> Problem description
Rewrite the stretch from the line containing "man in suit" through the end of the listing, replacing "wire globe frame" with "metal globe frame" and leaving everything else unchanged. Omit the pictures from your output.

> Supplied material
+++++

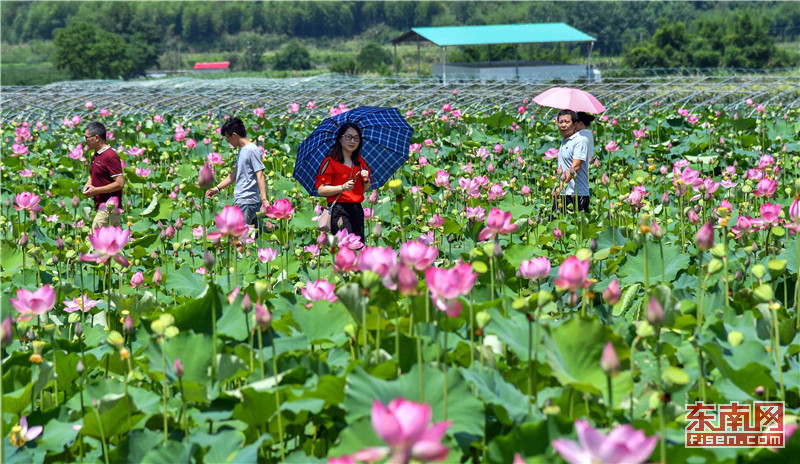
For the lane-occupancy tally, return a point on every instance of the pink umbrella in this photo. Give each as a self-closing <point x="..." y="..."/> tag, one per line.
<point x="566" y="98"/>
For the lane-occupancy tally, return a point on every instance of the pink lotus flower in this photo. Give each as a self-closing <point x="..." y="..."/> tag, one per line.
<point x="345" y="260"/>
<point x="230" y="223"/>
<point x="765" y="188"/>
<point x="612" y="146"/>
<point x="27" y="201"/>
<point x="137" y="279"/>
<point x="266" y="255"/>
<point x="348" y="240"/>
<point x="214" y="158"/>
<point x="19" y="149"/>
<point x="319" y="290"/>
<point x="382" y="261"/>
<point x="403" y="425"/>
<point x="33" y="304"/>
<point x="622" y="444"/>
<point x="442" y="179"/>
<point x="477" y="213"/>
<point x="705" y="236"/>
<point x="21" y="434"/>
<point x="281" y="209"/>
<point x="133" y="151"/>
<point x="551" y="153"/>
<point x="636" y="196"/>
<point x="573" y="274"/>
<point x="535" y="268"/>
<point x="436" y="221"/>
<point x="107" y="242"/>
<point x="417" y="255"/>
<point x="694" y="219"/>
<point x="445" y="286"/>
<point x="498" y="222"/>
<point x="770" y="213"/>
<point x="612" y="293"/>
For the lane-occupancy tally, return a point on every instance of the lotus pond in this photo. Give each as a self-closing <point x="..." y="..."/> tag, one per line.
<point x="472" y="326"/>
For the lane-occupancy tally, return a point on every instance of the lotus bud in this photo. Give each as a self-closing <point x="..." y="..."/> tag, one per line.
<point x="6" y="332"/>
<point x="208" y="260"/>
<point x="714" y="266"/>
<point x="263" y="317"/>
<point x="612" y="293"/>
<point x="247" y="303"/>
<point x="177" y="365"/>
<point x="705" y="236"/>
<point x="609" y="361"/>
<point x="655" y="313"/>
<point x="776" y="266"/>
<point x="38" y="348"/>
<point x="482" y="319"/>
<point x="656" y="231"/>
<point x="763" y="293"/>
<point x="261" y="287"/>
<point x="127" y="326"/>
<point x="758" y="271"/>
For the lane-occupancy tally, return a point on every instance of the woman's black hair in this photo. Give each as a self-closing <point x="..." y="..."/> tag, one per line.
<point x="336" y="151"/>
<point x="585" y="118"/>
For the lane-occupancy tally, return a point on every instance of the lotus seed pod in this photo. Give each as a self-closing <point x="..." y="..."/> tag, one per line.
<point x="735" y="338"/>
<point x="758" y="271"/>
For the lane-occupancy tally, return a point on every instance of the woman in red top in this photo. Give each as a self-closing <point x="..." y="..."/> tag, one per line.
<point x="343" y="177"/>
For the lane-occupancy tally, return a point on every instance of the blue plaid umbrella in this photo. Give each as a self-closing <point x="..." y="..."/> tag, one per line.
<point x="386" y="137"/>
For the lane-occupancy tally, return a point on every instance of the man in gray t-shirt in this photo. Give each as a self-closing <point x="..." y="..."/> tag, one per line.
<point x="250" y="192"/>
<point x="573" y="164"/>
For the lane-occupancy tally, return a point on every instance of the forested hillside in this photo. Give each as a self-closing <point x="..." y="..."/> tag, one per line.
<point x="147" y="35"/>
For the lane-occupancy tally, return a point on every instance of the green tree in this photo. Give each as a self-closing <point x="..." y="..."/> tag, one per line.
<point x="86" y="51"/>
<point x="372" y="56"/>
<point x="293" y="55"/>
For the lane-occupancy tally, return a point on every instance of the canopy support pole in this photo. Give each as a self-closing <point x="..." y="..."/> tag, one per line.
<point x="444" y="69"/>
<point x="419" y="60"/>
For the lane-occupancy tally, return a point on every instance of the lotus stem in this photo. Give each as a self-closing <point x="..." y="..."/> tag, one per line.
<point x="277" y="393"/>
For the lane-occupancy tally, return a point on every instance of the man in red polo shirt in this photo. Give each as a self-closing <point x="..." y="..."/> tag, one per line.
<point x="106" y="179"/>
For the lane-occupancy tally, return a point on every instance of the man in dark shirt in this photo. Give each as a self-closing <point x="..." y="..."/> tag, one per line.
<point x="106" y="180"/>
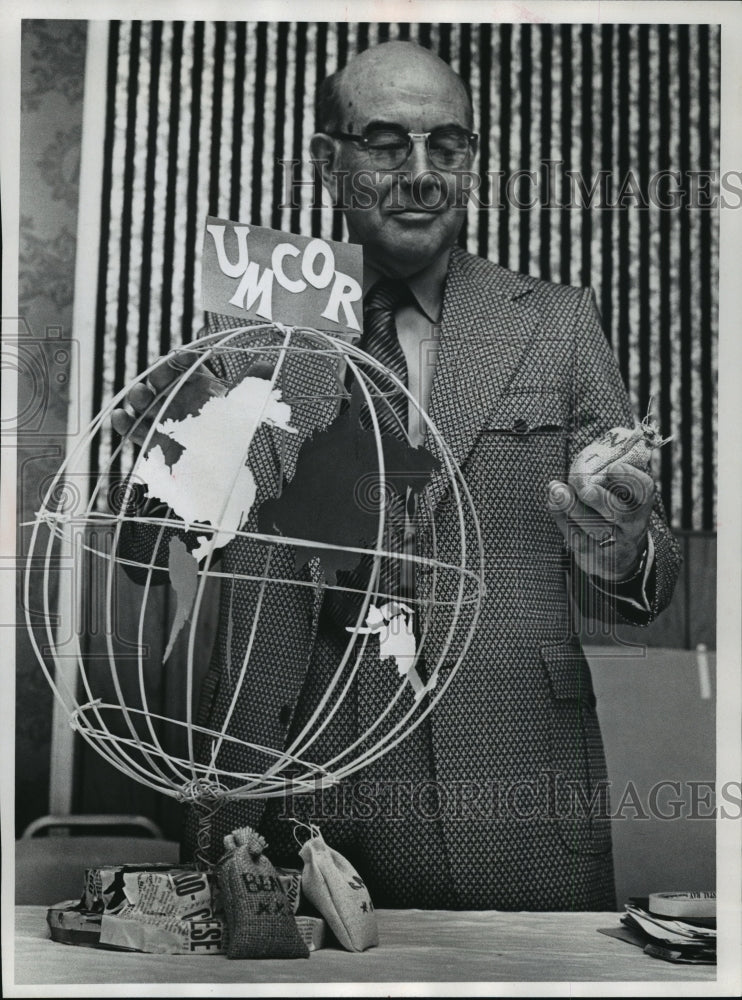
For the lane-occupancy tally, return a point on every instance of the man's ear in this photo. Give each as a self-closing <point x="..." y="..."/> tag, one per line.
<point x="323" y="150"/>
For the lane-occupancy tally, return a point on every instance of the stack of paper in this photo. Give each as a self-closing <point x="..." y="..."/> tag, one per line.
<point x="686" y="940"/>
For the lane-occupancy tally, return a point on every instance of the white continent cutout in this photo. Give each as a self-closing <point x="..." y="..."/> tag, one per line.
<point x="392" y="622"/>
<point x="211" y="482"/>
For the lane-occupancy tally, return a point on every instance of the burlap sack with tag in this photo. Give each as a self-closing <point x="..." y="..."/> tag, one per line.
<point x="259" y="917"/>
<point x="334" y="887"/>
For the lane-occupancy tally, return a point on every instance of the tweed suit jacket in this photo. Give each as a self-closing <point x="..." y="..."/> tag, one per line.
<point x="512" y="810"/>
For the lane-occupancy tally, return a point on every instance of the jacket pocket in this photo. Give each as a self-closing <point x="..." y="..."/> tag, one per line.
<point x="580" y="790"/>
<point x="522" y="413"/>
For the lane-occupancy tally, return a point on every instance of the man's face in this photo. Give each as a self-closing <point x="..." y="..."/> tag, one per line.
<point x="412" y="216"/>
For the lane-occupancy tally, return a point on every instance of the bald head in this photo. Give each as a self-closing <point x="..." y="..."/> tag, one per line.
<point x="391" y="71"/>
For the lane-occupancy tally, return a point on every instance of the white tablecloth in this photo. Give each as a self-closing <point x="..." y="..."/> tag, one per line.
<point x="417" y="946"/>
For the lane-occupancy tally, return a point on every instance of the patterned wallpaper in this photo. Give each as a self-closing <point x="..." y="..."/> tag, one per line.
<point x="52" y="78"/>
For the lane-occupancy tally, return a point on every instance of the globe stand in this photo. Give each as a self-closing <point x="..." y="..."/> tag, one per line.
<point x="205" y="798"/>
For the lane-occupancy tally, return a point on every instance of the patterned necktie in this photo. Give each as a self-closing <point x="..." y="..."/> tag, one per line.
<point x="381" y="342"/>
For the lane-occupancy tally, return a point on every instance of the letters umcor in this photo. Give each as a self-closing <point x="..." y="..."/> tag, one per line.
<point x="293" y="269"/>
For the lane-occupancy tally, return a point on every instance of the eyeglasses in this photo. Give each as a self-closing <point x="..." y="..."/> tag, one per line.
<point x="389" y="147"/>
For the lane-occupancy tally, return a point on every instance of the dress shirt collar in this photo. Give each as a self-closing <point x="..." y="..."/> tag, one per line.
<point x="426" y="285"/>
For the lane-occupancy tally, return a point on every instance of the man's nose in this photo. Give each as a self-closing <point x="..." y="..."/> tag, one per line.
<point x="418" y="166"/>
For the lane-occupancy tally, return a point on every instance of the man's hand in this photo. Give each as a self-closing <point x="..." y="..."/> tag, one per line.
<point x="146" y="399"/>
<point x="588" y="513"/>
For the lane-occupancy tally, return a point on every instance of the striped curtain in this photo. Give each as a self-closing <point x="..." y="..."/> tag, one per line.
<point x="202" y="116"/>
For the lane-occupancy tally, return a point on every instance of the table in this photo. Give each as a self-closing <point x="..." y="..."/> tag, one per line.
<point x="417" y="946"/>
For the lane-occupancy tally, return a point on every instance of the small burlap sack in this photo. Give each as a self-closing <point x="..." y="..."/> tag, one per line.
<point x="334" y="887"/>
<point x="259" y="917"/>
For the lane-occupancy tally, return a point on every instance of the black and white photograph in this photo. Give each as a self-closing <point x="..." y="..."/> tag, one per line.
<point x="371" y="498"/>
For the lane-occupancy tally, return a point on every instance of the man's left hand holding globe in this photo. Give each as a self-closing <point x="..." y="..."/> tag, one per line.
<point x="195" y="390"/>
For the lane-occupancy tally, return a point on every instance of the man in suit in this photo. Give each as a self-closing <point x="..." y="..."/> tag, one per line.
<point x="497" y="800"/>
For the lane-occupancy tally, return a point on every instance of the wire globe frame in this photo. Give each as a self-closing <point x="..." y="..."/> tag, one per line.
<point x="291" y="770"/>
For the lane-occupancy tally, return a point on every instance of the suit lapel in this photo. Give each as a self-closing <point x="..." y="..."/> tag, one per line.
<point x="487" y="324"/>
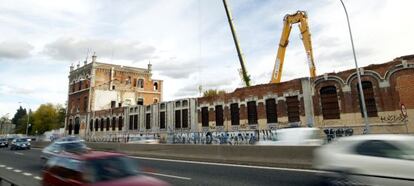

+++++

> Answer to this task
For the lane-occupancy tally, return a point on every instance of the man in suit in this photo. Give each as a self-closing <point x="..." y="..."/> tag, one per line.
<point x="497" y="800"/>
For the lane-occupancy tally, return a point on every instance of the metal globe frame in this photo. Give each as a self-closing <point x="..." y="..."/> tag, one per line.
<point x="291" y="770"/>
For the lane-occupancy tally, return a point on every instance of the suit lapel in this photo. Give each as a self-closing <point x="..." y="..."/> tag, one per line.
<point x="487" y="324"/>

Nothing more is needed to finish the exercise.